Task description: Rewrite the stretch from the start of the records through the line containing "[738,650,891,896]", putting "antenna dish" wherever "satellite dish" appears and leaving everything else unchanged.

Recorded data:
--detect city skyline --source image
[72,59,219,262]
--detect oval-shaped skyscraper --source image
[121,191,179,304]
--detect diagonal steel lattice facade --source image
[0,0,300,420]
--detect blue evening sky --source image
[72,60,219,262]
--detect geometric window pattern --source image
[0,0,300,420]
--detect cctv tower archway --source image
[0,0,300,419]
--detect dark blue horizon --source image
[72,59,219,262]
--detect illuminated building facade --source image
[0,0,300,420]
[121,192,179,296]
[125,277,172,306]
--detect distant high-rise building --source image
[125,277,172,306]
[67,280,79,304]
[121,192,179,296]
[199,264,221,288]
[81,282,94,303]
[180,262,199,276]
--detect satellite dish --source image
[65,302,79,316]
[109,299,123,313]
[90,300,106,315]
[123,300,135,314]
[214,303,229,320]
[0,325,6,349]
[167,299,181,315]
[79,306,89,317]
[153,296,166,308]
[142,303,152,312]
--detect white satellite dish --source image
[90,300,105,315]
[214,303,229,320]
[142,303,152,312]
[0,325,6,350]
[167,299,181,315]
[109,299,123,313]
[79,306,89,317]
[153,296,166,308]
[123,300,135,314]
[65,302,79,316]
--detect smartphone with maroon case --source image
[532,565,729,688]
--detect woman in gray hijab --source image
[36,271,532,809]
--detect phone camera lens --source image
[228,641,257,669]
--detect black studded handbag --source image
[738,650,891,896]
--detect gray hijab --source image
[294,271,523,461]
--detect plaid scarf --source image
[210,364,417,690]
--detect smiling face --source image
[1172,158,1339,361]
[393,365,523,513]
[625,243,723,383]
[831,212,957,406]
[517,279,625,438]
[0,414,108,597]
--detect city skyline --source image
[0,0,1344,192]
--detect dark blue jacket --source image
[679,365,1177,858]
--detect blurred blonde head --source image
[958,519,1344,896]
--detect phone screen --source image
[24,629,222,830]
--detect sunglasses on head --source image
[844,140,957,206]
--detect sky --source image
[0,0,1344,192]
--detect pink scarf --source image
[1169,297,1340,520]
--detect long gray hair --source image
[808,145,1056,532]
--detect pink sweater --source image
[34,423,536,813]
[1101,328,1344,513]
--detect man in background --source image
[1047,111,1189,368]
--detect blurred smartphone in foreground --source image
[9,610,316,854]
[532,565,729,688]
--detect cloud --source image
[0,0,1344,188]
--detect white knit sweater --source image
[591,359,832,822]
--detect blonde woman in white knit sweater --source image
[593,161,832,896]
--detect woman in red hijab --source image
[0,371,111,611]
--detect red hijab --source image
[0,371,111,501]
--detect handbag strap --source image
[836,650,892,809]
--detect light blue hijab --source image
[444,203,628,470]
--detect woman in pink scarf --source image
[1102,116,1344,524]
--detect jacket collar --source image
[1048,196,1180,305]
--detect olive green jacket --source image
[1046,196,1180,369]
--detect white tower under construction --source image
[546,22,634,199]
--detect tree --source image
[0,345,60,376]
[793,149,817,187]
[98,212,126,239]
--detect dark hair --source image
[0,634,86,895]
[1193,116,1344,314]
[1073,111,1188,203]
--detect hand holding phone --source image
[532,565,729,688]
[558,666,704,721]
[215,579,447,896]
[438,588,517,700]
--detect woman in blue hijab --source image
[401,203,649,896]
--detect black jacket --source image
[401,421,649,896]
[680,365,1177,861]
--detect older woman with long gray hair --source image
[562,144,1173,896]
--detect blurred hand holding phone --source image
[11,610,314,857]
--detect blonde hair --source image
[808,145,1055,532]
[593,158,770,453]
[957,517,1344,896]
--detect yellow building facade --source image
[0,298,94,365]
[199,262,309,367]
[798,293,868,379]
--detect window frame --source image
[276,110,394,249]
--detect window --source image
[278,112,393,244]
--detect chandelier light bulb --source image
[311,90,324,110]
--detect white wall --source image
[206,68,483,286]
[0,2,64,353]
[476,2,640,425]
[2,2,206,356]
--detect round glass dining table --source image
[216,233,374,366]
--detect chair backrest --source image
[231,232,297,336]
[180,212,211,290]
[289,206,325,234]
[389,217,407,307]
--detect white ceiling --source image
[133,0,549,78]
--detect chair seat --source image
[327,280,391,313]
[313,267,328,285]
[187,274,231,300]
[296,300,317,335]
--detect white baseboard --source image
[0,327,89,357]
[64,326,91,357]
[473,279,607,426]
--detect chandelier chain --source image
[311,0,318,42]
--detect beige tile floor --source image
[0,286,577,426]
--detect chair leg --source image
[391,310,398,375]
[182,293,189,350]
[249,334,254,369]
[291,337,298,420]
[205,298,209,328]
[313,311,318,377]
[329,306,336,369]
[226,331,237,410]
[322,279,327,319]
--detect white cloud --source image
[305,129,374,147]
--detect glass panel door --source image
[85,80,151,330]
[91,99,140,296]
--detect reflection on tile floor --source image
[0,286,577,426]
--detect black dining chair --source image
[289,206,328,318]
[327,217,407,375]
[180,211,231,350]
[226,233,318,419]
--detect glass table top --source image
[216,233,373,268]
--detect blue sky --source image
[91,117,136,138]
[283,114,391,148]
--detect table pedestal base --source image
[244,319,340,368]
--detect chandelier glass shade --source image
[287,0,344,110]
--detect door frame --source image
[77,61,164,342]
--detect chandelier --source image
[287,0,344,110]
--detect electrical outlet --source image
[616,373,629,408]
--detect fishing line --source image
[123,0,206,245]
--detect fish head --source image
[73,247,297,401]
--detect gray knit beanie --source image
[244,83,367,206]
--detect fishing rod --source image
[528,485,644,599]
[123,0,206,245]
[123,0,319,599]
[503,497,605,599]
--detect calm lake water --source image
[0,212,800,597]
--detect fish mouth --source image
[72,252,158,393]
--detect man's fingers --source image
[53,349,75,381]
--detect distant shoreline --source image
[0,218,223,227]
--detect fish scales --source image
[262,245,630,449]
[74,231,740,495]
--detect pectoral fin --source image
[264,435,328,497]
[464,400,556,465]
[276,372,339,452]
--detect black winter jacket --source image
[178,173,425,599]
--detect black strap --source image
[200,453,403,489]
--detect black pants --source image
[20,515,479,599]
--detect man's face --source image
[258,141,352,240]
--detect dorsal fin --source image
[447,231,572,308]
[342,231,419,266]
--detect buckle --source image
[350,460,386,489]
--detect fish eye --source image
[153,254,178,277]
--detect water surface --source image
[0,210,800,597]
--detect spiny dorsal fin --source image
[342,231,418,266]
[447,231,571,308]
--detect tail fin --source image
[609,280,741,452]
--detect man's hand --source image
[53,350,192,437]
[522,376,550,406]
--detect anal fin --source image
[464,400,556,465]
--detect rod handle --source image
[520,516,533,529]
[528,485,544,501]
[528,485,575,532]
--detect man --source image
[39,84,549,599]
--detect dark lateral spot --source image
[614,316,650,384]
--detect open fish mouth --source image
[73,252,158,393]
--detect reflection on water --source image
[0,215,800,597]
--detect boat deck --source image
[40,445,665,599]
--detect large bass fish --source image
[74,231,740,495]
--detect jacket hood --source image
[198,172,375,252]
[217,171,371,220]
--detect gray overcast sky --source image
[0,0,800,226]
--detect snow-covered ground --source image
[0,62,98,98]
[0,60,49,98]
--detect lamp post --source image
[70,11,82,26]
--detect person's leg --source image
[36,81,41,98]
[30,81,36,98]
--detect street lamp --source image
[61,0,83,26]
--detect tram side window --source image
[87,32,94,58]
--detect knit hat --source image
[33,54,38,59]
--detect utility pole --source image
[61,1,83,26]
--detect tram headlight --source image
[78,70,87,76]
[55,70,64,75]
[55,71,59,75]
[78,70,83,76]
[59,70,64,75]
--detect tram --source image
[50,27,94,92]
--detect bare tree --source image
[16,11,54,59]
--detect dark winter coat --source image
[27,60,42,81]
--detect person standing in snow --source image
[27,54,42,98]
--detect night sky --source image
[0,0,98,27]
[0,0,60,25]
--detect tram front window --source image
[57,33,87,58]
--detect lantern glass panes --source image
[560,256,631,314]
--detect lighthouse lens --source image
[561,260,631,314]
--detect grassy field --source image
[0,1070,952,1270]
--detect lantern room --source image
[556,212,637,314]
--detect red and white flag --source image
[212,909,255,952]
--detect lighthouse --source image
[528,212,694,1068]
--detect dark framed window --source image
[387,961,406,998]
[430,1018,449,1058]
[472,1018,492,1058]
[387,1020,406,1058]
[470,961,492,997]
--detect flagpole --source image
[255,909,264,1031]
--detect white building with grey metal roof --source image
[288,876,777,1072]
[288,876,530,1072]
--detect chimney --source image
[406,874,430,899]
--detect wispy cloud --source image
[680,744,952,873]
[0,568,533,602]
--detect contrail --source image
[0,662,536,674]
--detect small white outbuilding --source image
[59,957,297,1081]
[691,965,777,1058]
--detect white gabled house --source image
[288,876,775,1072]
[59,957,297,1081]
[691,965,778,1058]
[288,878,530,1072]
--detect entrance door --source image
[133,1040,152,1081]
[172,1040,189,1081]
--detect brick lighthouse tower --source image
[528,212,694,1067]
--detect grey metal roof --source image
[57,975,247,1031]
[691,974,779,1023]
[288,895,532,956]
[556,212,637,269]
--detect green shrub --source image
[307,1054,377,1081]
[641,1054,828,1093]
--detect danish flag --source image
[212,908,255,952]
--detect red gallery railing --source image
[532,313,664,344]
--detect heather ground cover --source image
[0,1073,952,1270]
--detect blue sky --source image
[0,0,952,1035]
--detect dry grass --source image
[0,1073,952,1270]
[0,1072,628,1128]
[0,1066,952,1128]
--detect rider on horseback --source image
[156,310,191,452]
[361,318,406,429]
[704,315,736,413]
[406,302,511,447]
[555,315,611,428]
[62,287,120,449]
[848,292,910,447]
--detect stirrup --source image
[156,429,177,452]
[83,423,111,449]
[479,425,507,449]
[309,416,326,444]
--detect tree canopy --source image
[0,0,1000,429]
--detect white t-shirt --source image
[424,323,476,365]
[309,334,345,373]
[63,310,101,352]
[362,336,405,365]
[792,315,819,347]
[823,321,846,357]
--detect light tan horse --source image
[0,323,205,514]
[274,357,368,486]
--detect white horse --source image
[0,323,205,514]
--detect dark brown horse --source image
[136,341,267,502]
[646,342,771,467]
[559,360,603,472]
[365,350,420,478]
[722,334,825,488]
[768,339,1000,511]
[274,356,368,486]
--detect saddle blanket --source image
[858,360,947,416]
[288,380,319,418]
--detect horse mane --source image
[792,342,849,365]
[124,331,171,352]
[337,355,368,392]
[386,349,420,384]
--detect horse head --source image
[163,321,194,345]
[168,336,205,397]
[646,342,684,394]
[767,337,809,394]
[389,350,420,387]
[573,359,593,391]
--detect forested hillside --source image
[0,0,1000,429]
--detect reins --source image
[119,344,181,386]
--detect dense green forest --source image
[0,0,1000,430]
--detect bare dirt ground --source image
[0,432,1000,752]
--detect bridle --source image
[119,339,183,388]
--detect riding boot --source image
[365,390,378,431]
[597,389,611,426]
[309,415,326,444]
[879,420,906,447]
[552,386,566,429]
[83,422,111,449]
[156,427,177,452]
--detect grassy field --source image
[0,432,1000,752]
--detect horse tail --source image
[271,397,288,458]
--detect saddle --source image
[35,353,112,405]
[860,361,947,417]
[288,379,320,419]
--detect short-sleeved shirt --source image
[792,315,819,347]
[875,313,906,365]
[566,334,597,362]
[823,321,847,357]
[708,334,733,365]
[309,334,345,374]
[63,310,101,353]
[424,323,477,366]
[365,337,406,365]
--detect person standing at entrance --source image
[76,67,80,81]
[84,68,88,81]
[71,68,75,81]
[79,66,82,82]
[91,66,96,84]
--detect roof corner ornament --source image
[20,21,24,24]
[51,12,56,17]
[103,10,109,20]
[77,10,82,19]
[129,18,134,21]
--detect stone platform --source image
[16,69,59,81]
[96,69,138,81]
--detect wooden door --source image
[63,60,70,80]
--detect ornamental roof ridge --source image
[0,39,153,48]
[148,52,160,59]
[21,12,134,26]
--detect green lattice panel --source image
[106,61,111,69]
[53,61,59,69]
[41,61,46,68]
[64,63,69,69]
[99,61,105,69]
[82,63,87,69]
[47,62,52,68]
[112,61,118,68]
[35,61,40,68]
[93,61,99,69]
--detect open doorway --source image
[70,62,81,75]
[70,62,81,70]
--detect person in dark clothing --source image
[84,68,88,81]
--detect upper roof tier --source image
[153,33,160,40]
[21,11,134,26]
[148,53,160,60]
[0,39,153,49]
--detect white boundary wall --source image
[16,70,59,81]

Completed task:
--detect city skyline --source image
[72,59,219,262]
--detect oval-shaped skyscraper --source image
[121,191,179,304]
--detect diagonal steel lattice facade --source image
[0,0,300,420]
--detect blue evening sky --source image
[72,60,219,262]
--detect geometric window pattern --source image
[0,0,300,420]
--detect cctv tower archway --source image
[0,0,300,419]
--detect dark blue horizon --source image
[72,59,219,262]
--detect illuminated building facade --source image
[0,0,300,420]
[121,192,179,296]
[125,277,172,306]
--detect distant high-rise building --source image
[125,277,172,306]
[67,280,79,304]
[121,192,179,296]
[199,264,221,288]
[81,282,94,303]
[180,262,199,276]
--detect antenna dish --source image
[65,302,79,316]
[109,299,123,313]
[90,300,106,315]
[123,300,135,314]
[214,303,229,320]
[0,325,6,349]
[167,299,181,315]
[79,306,89,317]
[153,296,166,308]
[142,303,152,312]
--detect white antenna dish --source image
[90,300,105,315]
[214,303,229,320]
[142,303,152,312]
[0,325,6,350]
[167,299,181,315]
[109,299,123,313]
[79,306,89,317]
[153,296,166,308]
[123,300,135,314]
[65,302,79,316]
--detect smartphone with maroon case --source image
[532,565,729,688]
--detect woman in gray hijab --source image
[36,271,532,809]
--detect phone camera lens --source image
[228,641,257,669]
--detect black studded handbag --source image
[738,650,891,896]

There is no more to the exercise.